**SOURCE INFORMATION**
[Start of Attachment]
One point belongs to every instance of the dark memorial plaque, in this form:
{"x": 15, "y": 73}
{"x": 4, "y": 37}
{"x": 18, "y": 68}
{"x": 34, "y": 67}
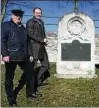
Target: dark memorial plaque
{"x": 75, "y": 51}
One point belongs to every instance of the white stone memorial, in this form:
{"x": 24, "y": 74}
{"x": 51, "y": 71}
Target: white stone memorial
{"x": 76, "y": 47}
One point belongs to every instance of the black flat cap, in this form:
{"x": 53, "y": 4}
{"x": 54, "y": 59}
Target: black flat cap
{"x": 17, "y": 12}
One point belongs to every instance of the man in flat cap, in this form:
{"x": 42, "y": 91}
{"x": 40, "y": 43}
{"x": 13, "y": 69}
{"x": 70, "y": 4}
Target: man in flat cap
{"x": 15, "y": 49}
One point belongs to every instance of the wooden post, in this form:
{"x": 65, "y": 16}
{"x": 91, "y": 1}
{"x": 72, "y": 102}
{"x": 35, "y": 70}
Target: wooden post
{"x": 76, "y": 6}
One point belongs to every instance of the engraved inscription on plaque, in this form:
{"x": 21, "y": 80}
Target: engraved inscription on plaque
{"x": 75, "y": 51}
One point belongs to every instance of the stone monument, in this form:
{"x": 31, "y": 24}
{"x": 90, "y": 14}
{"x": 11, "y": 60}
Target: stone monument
{"x": 76, "y": 46}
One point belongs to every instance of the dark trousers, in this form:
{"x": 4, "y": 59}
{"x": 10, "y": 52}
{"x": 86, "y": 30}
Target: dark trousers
{"x": 28, "y": 77}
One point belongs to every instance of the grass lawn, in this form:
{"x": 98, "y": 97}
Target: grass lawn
{"x": 59, "y": 92}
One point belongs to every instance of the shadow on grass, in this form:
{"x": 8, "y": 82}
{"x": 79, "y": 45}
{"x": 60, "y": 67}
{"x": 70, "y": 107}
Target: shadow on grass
{"x": 59, "y": 92}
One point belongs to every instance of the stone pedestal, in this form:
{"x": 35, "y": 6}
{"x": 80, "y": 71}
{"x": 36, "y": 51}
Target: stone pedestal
{"x": 76, "y": 47}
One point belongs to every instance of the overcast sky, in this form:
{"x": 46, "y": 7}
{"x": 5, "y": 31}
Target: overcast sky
{"x": 54, "y": 9}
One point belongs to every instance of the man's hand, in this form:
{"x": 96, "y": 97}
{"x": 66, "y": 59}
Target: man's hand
{"x": 31, "y": 58}
{"x": 6, "y": 59}
{"x": 45, "y": 41}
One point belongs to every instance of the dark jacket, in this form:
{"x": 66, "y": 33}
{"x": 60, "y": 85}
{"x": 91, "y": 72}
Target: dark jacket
{"x": 14, "y": 42}
{"x": 36, "y": 33}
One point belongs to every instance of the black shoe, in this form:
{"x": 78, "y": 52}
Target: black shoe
{"x": 13, "y": 103}
{"x": 42, "y": 84}
{"x": 33, "y": 95}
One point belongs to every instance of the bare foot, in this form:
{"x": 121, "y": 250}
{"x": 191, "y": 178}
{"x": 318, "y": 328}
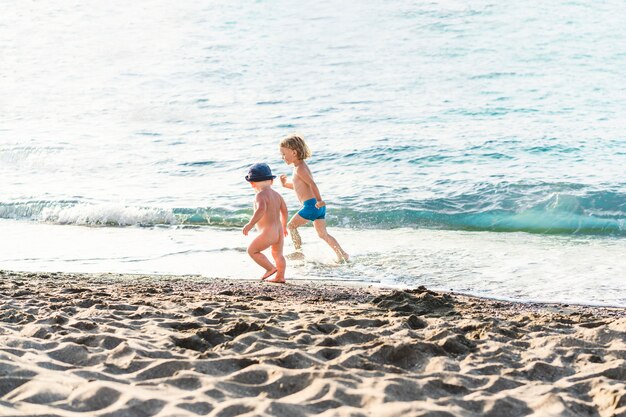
[End of Attachment]
**DESCRIPTION OF THE TASK**
Verbatim copy without images: write the records above out in full.

**ANSWER AREA**
One point belongs to every instance of the dark memorial plaque, in this form:
{"x": 15, "y": 73}
{"x": 4, "y": 37}
{"x": 18, "y": 68}
{"x": 34, "y": 67}
Target: dark memorial plaque
{"x": 75, "y": 51}
One point belongs to every instance of the white stone memorial, in this form:
{"x": 24, "y": 74}
{"x": 51, "y": 71}
Target: white stone memorial
{"x": 76, "y": 47}
One point belongs to every instance of the black flat cap, in this form:
{"x": 53, "y": 4}
{"x": 54, "y": 59}
Target: black flat cap
{"x": 17, "y": 12}
One point belongs to every instance of the man in flat cap, in this form:
{"x": 42, "y": 91}
{"x": 40, "y": 43}
{"x": 13, "y": 69}
{"x": 70, "y": 4}
Target: man in flat cap
{"x": 15, "y": 49}
One point belongs to every instance of the wooden post, in this form:
{"x": 65, "y": 16}
{"x": 91, "y": 1}
{"x": 72, "y": 102}
{"x": 35, "y": 70}
Target: wooden post
{"x": 76, "y": 6}
One point belongs to every instance of the engraved inscription on plaque, in this form:
{"x": 21, "y": 80}
Target: engraved inscription on plaque
{"x": 75, "y": 51}
One point belongs to every instance of the stone monument, in this form:
{"x": 31, "y": 24}
{"x": 90, "y": 14}
{"x": 11, "y": 60}
Target: stone monument
{"x": 76, "y": 46}
One point belongs to every instance of the dark trousers, in this form:
{"x": 4, "y": 59}
{"x": 10, "y": 52}
{"x": 86, "y": 30}
Target: dark trousers
{"x": 28, "y": 77}
One point belongs to every instance of the grass lawn, in this form:
{"x": 98, "y": 97}
Target: grass lawn
{"x": 59, "y": 92}
One point belongs to every instance of the shadow on grass, in this form:
{"x": 8, "y": 82}
{"x": 79, "y": 45}
{"x": 60, "y": 67}
{"x": 70, "y": 107}
Target: shadow on grass
{"x": 59, "y": 92}
One point belongs to every instance of the stone pedestal, in this form:
{"x": 35, "y": 6}
{"x": 80, "y": 71}
{"x": 36, "y": 51}
Target: stone pedestal
{"x": 76, "y": 47}
One point belongs to every instance of the overcast sky, in this form:
{"x": 46, "y": 7}
{"x": 5, "y": 31}
Target: overcast sky
{"x": 54, "y": 9}
One point belongs to every instance of the man's hand, in this form:
{"x": 96, "y": 97}
{"x": 66, "y": 59}
Target: man's hand
{"x": 31, "y": 58}
{"x": 6, "y": 59}
{"x": 45, "y": 41}
One point belongs to every instance of the dark jacket, in this form:
{"x": 66, "y": 33}
{"x": 60, "y": 85}
{"x": 91, "y": 72}
Target: dark jacket
{"x": 14, "y": 42}
{"x": 36, "y": 33}
One point belongs to every instance of the black shoe, in this form:
{"x": 78, "y": 52}
Target: black shoe
{"x": 13, "y": 103}
{"x": 42, "y": 84}
{"x": 33, "y": 95}
One point belongs to every instance of the bare foot, in this form:
{"x": 121, "y": 250}
{"x": 191, "y": 178}
{"x": 318, "y": 328}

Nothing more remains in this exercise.